Can you give the material below as a numbered list, one line per number, leaving out any blank lines?

● ● ● ●

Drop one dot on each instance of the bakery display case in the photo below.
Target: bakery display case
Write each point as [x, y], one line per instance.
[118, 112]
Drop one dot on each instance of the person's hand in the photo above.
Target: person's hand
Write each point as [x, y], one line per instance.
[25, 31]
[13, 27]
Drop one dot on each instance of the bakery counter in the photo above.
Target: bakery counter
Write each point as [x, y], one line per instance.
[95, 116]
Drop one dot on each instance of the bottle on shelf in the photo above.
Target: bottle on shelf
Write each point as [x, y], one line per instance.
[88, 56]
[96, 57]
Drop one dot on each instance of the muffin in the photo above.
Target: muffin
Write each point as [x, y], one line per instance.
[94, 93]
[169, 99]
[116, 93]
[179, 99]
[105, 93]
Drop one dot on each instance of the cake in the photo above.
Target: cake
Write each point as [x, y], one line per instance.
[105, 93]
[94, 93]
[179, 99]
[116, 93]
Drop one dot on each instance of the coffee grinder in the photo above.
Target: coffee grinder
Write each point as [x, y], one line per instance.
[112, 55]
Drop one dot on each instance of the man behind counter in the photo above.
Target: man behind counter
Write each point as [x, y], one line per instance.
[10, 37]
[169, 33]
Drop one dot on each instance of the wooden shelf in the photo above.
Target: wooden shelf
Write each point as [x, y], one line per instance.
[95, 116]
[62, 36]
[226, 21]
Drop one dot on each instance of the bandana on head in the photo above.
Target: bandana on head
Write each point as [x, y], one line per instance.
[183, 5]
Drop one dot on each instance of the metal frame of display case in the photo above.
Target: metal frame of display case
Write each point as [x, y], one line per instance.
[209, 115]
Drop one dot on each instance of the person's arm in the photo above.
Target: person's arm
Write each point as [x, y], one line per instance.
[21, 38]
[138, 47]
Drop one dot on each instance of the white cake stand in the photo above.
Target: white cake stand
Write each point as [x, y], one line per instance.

● ● ● ●

▸ **Task response**
1. Drop one dot on each instance of the bakery display case in the photo below.
2. Target: bakery display case
3. Write each point as [x, y], one line per instance.
4. [118, 112]
5. Drop one dot on each instance of the person's hand in the photo above.
6. Target: person's hand
7. Write each point as [x, y], one line per instance.
8. [25, 31]
9. [13, 27]
10. Drop one dot on each instance of the bakery counter in the photo above.
11. Target: bakery counter
12. Write each point as [x, y], one line per instance.
13. [95, 116]
14. Drop one dot on each instance of the bottle on shelf in the photo above.
15. Target: bottle on shelf
16. Write each point as [x, y], one line per instance.
17. [88, 56]
18. [96, 57]
19. Drop one dot on each instance of the muffin in the photo above.
20. Target: muffin
21. Write each point as [x, y], one line per instance.
22. [94, 93]
23. [169, 99]
24. [116, 93]
25. [179, 99]
26. [105, 93]
27. Drop one dot on each instance of the cake in the photo above.
28. Target: cake
29. Write each point as [x, y], one line per instance.
30. [105, 93]
31. [94, 93]
32. [179, 99]
33. [116, 93]
34. Drop one dot on each instance of the coffee grinder in the photo above.
35. Target: coffee grinder
36. Write each point as [x, y], one line per instance.
37. [112, 55]
38. Drop one dot on each instance of the man behind counter in the photo above.
39. Target: man behind counter
40. Write each point as [x, y], one line per instance.
41. [10, 37]
42. [169, 33]
43. Drop one dot on each instance of the wooden shelf in the photo above.
44. Target: wooden shelf
45. Write each point as [x, y], one line per instance.
46. [95, 116]
47. [62, 36]
48. [226, 21]
49. Drop one dot on each instance of the bandana on head in the photo above.
50. Target: bandana on head
51. Write each point as [x, y], one line per instance.
52. [183, 5]
53. Drop one dot on each instance of the metal frame of display case in the photo above.
54. Target: metal frame of display case
55. Write each point as [x, y], one line per instance.
56. [209, 115]
57. Drop one dot on each instance of the person's arm in the photo above.
58. Target: person's arm
59. Write each point as [x, y], one line per instance.
60. [21, 38]
61. [138, 47]
62. Drop one dot on each instance of the white cake stand in the photo above.
63. Target: white cake stand
64. Write each point as [x, y], one line per instance.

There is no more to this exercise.